> Required work: Rewrite only the lines from the one containing "of the man's" up to and including the one containing "<point>232,169</point>", substituting "performer's face" for "man's face" and keeping everything else the same.

> Supplied data:
------------------------------------------------

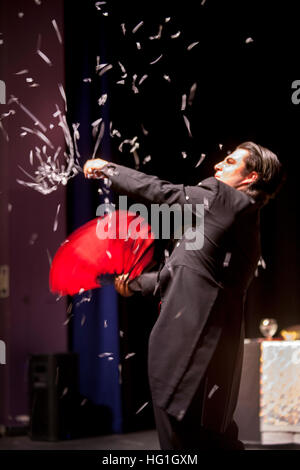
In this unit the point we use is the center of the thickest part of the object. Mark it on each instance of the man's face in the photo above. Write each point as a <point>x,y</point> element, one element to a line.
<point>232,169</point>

------------------------------------------------

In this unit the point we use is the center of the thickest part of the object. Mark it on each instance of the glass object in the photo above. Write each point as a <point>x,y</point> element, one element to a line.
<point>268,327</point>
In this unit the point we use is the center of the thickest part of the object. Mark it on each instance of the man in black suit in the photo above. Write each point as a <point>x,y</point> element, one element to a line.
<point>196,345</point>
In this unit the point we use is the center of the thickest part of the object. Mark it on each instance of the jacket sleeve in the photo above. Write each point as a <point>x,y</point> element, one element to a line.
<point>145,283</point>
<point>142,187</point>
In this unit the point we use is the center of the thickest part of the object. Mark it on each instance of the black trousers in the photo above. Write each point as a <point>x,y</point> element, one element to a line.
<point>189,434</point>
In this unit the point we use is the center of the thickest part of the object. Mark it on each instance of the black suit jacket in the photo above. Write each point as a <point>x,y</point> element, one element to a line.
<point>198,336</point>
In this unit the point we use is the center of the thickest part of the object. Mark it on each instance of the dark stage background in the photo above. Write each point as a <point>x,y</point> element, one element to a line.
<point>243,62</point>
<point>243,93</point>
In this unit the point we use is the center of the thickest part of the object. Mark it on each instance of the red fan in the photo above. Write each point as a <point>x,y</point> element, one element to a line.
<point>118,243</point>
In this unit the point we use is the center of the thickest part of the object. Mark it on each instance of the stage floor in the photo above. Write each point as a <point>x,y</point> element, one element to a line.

------------------------------------------------

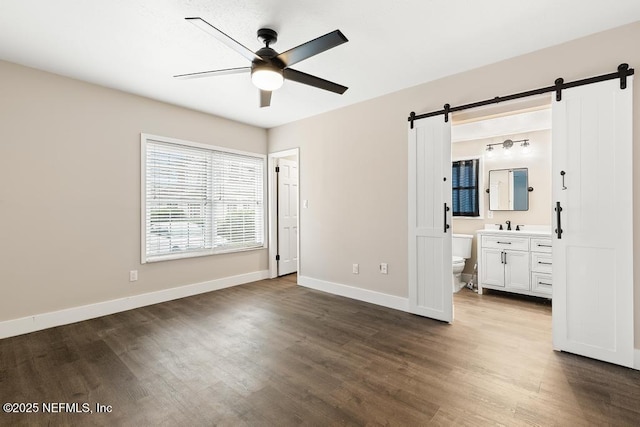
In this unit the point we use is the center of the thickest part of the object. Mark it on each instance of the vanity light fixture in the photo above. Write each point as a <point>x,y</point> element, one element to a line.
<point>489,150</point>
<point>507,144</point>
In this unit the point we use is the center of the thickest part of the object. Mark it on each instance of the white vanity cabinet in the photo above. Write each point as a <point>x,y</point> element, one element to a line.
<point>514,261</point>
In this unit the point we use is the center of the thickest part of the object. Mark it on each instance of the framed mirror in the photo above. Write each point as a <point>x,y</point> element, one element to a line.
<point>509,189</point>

------------------------------------------------

> Exercise answer:
In this unit the point we use is the center of the thickest part of the object. Mark it on each instance of the performer's face in the photo above. Write each point as a <point>x,y</point> element, one element to a line.
<point>232,169</point>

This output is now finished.